▸ **Task to complete**: Reproduce the lines of the data below verbatim, starting at the line that contains "Spot every instance of the stone" and ending after the line that contains "x=173 y=454".

— start Data records —

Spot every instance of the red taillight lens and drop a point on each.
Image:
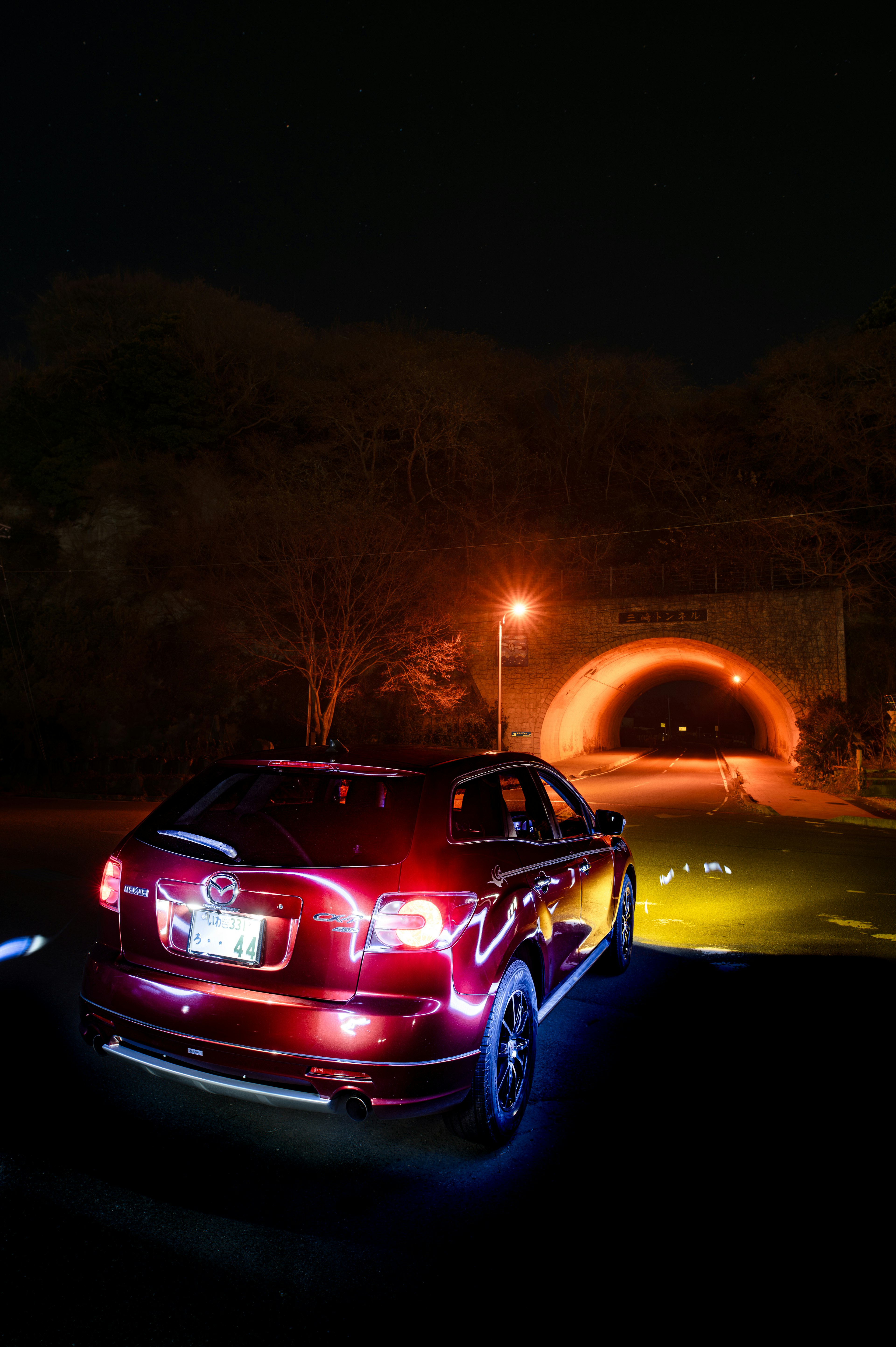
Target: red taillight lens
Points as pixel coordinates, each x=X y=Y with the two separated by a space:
x=432 y=929
x=111 y=886
x=420 y=921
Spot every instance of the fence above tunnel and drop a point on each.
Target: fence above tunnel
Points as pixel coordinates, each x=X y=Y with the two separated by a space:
x=767 y=574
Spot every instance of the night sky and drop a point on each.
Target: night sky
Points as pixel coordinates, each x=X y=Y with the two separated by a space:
x=655 y=182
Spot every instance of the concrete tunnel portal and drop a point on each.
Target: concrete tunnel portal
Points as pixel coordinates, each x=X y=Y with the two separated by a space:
x=587 y=713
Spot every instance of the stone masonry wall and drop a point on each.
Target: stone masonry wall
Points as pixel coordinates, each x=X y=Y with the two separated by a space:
x=794 y=636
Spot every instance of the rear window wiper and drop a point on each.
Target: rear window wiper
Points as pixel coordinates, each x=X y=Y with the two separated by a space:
x=200 y=841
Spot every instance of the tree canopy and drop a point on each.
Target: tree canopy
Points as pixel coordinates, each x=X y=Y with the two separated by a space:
x=173 y=454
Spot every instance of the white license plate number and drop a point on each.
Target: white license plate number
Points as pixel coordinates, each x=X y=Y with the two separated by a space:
x=227 y=935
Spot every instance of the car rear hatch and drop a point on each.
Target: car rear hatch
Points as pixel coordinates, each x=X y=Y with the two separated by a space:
x=265 y=876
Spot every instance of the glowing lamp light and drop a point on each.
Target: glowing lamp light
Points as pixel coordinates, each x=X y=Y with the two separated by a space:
x=432 y=929
x=111 y=886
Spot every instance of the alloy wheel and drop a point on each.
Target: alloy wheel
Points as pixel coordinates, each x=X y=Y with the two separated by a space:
x=626 y=922
x=514 y=1048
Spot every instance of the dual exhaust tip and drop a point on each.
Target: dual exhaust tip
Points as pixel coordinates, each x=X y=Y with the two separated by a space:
x=352 y=1104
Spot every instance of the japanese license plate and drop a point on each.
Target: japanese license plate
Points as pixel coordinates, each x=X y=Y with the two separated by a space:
x=227 y=935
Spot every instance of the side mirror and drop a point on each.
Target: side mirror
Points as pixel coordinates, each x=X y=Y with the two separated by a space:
x=609 y=822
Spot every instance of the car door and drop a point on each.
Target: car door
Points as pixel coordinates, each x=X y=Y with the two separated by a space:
x=552 y=871
x=589 y=852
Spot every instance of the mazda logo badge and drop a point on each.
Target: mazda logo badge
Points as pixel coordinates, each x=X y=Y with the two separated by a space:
x=221 y=890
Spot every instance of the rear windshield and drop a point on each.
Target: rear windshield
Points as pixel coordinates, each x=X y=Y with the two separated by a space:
x=263 y=817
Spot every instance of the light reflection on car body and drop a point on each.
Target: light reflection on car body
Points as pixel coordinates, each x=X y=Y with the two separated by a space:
x=336 y=993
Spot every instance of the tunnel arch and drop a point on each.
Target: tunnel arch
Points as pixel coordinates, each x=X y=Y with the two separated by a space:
x=585 y=709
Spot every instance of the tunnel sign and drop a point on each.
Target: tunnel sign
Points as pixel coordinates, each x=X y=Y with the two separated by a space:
x=663 y=615
x=515 y=651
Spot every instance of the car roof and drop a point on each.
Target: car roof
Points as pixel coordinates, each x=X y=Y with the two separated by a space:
x=409 y=758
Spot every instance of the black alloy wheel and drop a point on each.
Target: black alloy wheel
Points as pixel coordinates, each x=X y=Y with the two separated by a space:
x=514 y=1050
x=495 y=1106
x=619 y=954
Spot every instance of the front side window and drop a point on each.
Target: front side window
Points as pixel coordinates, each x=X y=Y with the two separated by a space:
x=526 y=807
x=569 y=810
x=263 y=817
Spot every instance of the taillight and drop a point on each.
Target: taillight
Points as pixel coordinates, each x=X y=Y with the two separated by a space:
x=420 y=921
x=111 y=886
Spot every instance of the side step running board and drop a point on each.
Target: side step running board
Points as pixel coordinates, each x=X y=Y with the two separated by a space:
x=573 y=978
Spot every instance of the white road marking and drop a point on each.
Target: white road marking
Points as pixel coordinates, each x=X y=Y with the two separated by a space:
x=719 y=763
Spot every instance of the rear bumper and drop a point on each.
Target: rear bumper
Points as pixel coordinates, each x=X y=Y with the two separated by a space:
x=281 y=1051
x=275 y=1097
x=211 y=1083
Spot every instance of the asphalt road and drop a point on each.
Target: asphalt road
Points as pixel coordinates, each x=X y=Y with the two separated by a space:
x=797 y=884
x=700 y=1128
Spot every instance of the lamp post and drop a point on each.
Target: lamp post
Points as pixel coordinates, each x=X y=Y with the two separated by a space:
x=518 y=611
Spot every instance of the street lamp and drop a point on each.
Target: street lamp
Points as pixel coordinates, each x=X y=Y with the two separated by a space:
x=518 y=611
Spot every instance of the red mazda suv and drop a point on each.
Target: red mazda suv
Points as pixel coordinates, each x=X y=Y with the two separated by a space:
x=374 y=933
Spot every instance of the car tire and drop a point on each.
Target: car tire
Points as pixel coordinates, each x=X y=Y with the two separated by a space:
x=495 y=1106
x=619 y=953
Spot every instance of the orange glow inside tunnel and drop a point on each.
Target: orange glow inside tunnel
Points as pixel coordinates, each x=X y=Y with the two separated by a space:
x=587 y=713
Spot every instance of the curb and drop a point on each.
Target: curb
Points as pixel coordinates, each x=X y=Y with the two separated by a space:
x=606 y=771
x=867 y=823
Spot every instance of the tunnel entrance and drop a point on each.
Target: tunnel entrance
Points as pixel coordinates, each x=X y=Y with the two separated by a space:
x=686 y=712
x=587 y=713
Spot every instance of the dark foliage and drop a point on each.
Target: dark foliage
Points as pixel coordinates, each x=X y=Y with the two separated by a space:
x=168 y=430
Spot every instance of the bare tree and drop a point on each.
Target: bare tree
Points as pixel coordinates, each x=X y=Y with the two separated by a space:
x=333 y=597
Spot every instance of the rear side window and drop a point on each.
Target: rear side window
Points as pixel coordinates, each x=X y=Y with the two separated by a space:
x=478 y=812
x=289 y=818
x=568 y=809
x=526 y=807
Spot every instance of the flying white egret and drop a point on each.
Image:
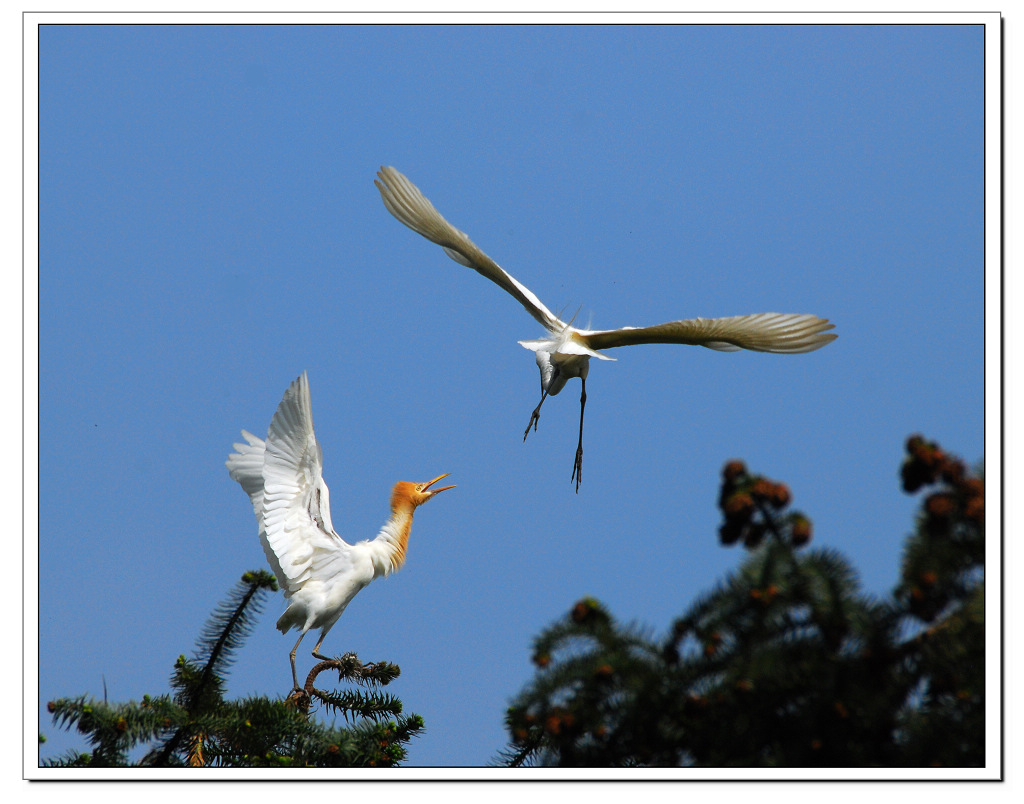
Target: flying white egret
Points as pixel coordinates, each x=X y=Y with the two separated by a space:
x=566 y=350
x=320 y=572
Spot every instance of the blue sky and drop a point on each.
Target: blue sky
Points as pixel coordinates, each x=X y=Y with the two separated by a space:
x=209 y=228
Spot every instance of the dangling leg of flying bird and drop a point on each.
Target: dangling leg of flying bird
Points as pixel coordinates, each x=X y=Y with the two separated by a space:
x=565 y=351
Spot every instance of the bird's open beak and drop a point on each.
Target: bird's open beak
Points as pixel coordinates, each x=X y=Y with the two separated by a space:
x=437 y=491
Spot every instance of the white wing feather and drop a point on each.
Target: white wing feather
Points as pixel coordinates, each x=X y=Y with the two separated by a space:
x=296 y=511
x=246 y=466
x=410 y=206
x=772 y=332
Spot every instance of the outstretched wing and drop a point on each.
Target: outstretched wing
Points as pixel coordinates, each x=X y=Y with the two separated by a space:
x=296 y=503
x=410 y=206
x=774 y=332
x=246 y=466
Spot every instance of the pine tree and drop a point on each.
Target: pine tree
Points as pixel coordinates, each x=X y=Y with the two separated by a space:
x=196 y=726
x=785 y=663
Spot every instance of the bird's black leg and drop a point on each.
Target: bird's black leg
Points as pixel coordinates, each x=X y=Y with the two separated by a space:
x=295 y=678
x=316 y=652
x=535 y=416
x=578 y=466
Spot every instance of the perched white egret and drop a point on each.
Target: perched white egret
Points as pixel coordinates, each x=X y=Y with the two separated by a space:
x=565 y=351
x=320 y=572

— end Data records —

▸ **Solution below**:
Spot every instance of the stone masonry wall and drop a point on each.
Target: stone masonry wall
Points as pixel coordinates, each x=X y=Y with the two separated by a space:
x=794 y=636
Spot every instance of the rear window wiper and drop a point on each.
Target: rear window wiper
Points as pixel coordinates, each x=X y=Y with the two separated by a space:
x=200 y=841
Spot every instance of the tree canopy and drop a point on each.
Target: tree canopy
Points as pixel coordinates, each x=X y=Y with the two separated by a space:
x=173 y=454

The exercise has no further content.